* REQUIREMENTS
Find every line in the items below that contains the string "football", and copy each such line in full. Matching is case-sensitive.

Photo-based point labeling data:
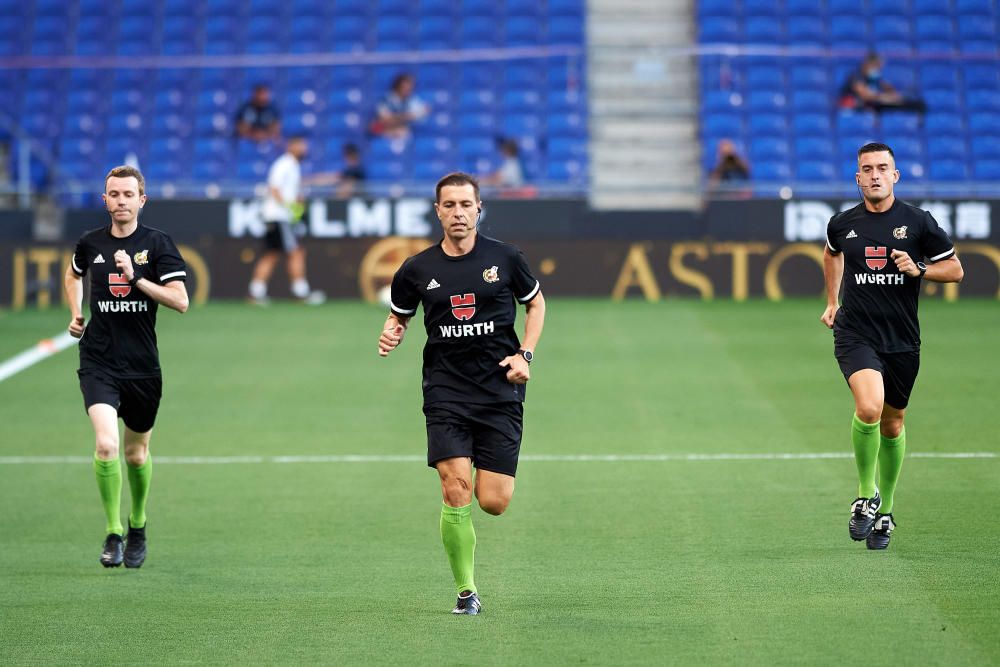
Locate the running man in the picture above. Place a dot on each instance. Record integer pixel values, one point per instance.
(474, 367)
(133, 269)
(283, 210)
(881, 243)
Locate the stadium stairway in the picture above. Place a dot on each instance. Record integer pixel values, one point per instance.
(643, 105)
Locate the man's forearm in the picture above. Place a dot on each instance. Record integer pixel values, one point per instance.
(534, 321)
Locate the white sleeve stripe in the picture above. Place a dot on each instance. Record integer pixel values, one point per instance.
(401, 311)
(530, 294)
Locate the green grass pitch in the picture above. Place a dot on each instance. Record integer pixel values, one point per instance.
(662, 562)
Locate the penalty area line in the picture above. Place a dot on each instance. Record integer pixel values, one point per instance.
(43, 349)
(529, 458)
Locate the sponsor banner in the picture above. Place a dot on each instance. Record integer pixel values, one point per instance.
(750, 220)
(31, 274)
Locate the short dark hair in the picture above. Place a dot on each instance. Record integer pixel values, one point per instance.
(875, 147)
(124, 171)
(456, 178)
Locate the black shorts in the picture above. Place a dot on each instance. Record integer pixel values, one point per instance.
(137, 400)
(282, 236)
(898, 369)
(488, 434)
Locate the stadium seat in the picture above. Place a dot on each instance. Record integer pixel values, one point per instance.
(987, 170)
(948, 170)
(815, 171)
(772, 171)
(774, 125)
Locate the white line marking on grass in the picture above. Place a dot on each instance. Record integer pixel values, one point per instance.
(42, 350)
(534, 458)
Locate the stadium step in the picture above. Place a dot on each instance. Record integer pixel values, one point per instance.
(643, 105)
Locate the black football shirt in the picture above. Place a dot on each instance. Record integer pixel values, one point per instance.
(470, 304)
(121, 337)
(880, 302)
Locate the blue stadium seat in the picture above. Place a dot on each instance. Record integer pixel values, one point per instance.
(768, 148)
(806, 30)
(947, 148)
(762, 29)
(949, 170)
(987, 170)
(719, 29)
(812, 124)
(942, 100)
(723, 125)
(771, 125)
(815, 148)
(772, 171)
(943, 124)
(983, 100)
(971, 28)
(987, 148)
(815, 171)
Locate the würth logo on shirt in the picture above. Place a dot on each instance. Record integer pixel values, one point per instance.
(118, 285)
(463, 306)
(875, 257)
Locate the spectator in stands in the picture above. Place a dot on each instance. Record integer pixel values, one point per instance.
(399, 109)
(349, 181)
(258, 119)
(867, 89)
(283, 210)
(510, 174)
(731, 167)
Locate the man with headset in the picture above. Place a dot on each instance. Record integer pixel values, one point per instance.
(881, 242)
(475, 369)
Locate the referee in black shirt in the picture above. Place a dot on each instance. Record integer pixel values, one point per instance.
(132, 269)
(880, 247)
(475, 369)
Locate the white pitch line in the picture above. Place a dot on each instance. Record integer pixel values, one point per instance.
(42, 350)
(534, 458)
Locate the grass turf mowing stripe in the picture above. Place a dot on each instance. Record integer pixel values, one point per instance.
(533, 458)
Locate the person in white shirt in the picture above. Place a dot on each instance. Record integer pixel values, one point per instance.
(282, 212)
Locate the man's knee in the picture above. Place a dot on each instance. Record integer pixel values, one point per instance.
(456, 489)
(494, 504)
(107, 446)
(869, 410)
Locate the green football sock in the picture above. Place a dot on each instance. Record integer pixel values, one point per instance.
(890, 462)
(865, 438)
(109, 483)
(459, 539)
(139, 478)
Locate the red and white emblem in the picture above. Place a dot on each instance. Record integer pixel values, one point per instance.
(875, 257)
(118, 285)
(463, 306)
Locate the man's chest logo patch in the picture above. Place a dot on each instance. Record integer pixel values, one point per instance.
(875, 257)
(463, 306)
(118, 285)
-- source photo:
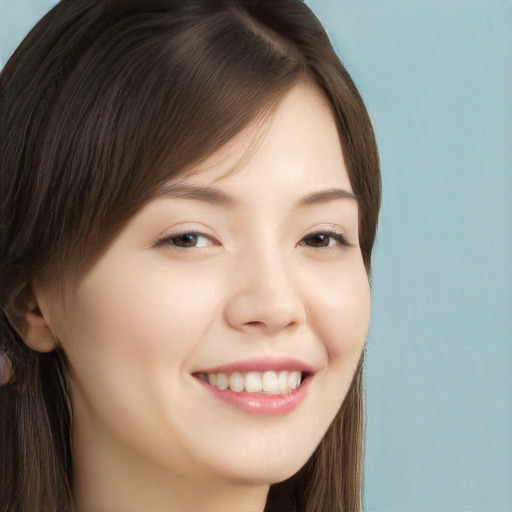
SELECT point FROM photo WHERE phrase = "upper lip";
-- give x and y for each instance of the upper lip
(261, 364)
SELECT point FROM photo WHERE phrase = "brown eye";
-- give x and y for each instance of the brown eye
(186, 241)
(325, 240)
(318, 240)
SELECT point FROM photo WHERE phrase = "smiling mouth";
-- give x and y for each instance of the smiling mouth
(262, 383)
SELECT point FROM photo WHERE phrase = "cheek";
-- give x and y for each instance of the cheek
(342, 313)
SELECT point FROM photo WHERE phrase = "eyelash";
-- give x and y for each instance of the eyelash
(168, 240)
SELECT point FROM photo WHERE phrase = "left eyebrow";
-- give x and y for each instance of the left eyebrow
(325, 196)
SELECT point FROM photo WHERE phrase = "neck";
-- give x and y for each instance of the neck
(110, 477)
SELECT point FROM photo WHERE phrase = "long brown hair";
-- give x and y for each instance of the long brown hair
(104, 102)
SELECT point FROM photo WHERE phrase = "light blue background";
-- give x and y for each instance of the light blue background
(437, 79)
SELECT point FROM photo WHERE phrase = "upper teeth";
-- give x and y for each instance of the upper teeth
(256, 382)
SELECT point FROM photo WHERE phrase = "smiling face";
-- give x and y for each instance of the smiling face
(252, 278)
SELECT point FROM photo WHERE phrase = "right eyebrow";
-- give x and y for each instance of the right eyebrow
(198, 193)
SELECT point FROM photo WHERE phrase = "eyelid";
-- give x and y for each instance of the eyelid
(165, 239)
(334, 232)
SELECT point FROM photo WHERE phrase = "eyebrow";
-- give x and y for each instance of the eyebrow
(217, 197)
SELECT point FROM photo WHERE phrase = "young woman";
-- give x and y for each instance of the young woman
(189, 193)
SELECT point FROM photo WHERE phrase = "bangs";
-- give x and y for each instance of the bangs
(148, 94)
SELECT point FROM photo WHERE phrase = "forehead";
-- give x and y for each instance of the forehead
(299, 142)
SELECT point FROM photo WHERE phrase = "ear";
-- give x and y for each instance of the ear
(38, 333)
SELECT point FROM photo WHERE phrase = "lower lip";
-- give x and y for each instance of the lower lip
(262, 405)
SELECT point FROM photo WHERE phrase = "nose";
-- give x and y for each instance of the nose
(265, 296)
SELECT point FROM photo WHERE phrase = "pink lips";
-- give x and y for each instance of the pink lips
(261, 404)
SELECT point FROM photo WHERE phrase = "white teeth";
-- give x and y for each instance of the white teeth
(236, 382)
(253, 382)
(283, 381)
(222, 381)
(268, 382)
(294, 380)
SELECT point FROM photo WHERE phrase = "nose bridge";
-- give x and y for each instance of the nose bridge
(266, 293)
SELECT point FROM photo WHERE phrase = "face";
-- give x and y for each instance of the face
(218, 335)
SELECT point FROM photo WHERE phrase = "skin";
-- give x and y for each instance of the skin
(147, 435)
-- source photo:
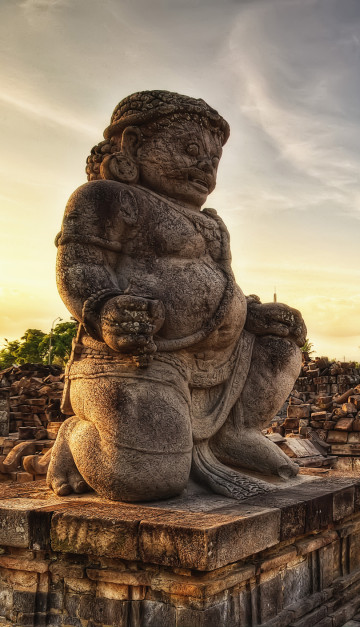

* ANSWER BELOW
Locate the black football shirt in the picture above. Place a dot on each instance. Record integer pixel values, one point per instance.
Locate the green football sock in the picture above. Place a dot on each instance. Record integer pixel values, one point per instance.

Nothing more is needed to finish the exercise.